#### [What the exercise asks]
Copy the rows below word for word, from the line containing "One point lands on each instance of the white framed" through the last row.

#### [Records supplied]
※
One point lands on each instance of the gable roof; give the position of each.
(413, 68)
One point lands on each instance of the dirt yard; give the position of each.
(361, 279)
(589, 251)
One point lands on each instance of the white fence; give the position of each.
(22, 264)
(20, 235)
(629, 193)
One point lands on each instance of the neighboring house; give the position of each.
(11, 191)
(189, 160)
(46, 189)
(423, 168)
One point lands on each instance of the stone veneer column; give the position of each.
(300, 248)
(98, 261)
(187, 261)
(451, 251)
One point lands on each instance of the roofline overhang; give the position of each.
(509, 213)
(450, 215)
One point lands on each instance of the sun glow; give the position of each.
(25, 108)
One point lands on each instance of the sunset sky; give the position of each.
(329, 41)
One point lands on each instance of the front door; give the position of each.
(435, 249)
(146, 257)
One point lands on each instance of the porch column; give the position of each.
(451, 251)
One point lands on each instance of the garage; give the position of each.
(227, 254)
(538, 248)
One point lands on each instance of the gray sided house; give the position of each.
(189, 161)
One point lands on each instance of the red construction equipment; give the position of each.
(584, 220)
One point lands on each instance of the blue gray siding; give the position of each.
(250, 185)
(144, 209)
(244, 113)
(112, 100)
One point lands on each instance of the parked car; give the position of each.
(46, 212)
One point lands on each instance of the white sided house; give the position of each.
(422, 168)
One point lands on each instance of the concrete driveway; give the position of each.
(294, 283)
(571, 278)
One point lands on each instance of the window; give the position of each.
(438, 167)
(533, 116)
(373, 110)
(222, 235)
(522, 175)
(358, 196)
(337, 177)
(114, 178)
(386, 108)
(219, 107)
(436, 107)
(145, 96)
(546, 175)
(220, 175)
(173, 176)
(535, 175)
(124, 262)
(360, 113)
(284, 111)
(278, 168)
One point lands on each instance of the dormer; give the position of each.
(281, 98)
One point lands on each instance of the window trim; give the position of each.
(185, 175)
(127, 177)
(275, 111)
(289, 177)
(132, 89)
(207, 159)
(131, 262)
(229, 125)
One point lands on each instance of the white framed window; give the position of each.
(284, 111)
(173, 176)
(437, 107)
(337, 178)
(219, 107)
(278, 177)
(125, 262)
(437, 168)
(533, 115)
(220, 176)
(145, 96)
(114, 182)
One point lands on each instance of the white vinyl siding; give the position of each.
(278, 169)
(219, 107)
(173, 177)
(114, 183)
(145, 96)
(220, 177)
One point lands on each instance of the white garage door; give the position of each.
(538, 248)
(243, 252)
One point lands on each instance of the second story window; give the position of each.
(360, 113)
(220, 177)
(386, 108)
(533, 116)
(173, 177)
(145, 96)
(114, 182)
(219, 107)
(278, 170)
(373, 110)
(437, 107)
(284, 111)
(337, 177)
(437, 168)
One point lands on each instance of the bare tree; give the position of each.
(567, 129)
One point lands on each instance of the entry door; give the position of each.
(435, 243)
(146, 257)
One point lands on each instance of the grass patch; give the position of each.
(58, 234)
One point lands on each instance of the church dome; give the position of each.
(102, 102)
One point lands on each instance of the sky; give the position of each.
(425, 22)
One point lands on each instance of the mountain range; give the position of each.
※
#### [Exercise result]
One point lands on each instance of the white framed window; give the position of each.
(284, 111)
(173, 176)
(437, 107)
(337, 178)
(219, 107)
(278, 177)
(125, 262)
(437, 168)
(533, 115)
(220, 176)
(145, 96)
(114, 182)
One point lands on each instance of the white vinyl siding; give the position of each.
(278, 169)
(219, 107)
(173, 177)
(114, 183)
(145, 96)
(220, 177)
One point lands on each instance of the white garage door; give the position of each.
(538, 248)
(243, 252)
One point lands on each instance of the second story window; give the position of each.
(360, 113)
(220, 177)
(386, 108)
(533, 116)
(173, 177)
(145, 96)
(114, 182)
(219, 107)
(278, 170)
(373, 110)
(437, 107)
(284, 111)
(337, 177)
(437, 168)
One point lands on each instance of the bare tree; give the position of each.
(567, 129)
One point lands on each instance of the entry door; give the position of each.
(435, 243)
(146, 257)
One point lands on each instance of the grass patch; give the position of each.
(58, 234)
One point lands on each instance of the church dome; give the position of each.
(102, 102)
One point lands on each instance of the sky; give the position of each.
(425, 22)
One point lands on each instance of the mountain range; give the position of each.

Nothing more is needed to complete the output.